Records of labeled points =>

******

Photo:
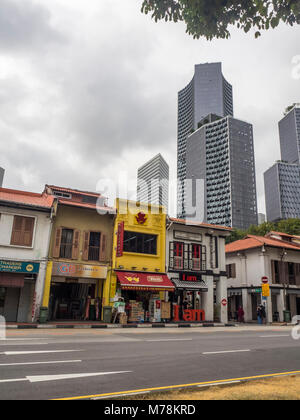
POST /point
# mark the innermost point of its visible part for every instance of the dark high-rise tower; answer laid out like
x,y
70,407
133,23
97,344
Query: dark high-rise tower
x,y
207,93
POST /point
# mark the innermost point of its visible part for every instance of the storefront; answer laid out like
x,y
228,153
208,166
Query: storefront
x,y
17,289
188,297
76,292
145,296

******

Make an exact copy of every record, pictures excluded.

ANSWER TO THE EXERCISE =>
Photo:
POST /point
# mark the innermost point of its visible part for every instance of the dark high-rise tower; answer laid out like
x,y
70,407
133,23
97,344
Query: dark high-rise tower
x,y
207,93
POST /point
# mark the innermost point of its visible part for every instance of the storefront; answer laid out like
x,y
228,153
208,166
Query: storefront
x,y
17,289
188,297
76,292
145,296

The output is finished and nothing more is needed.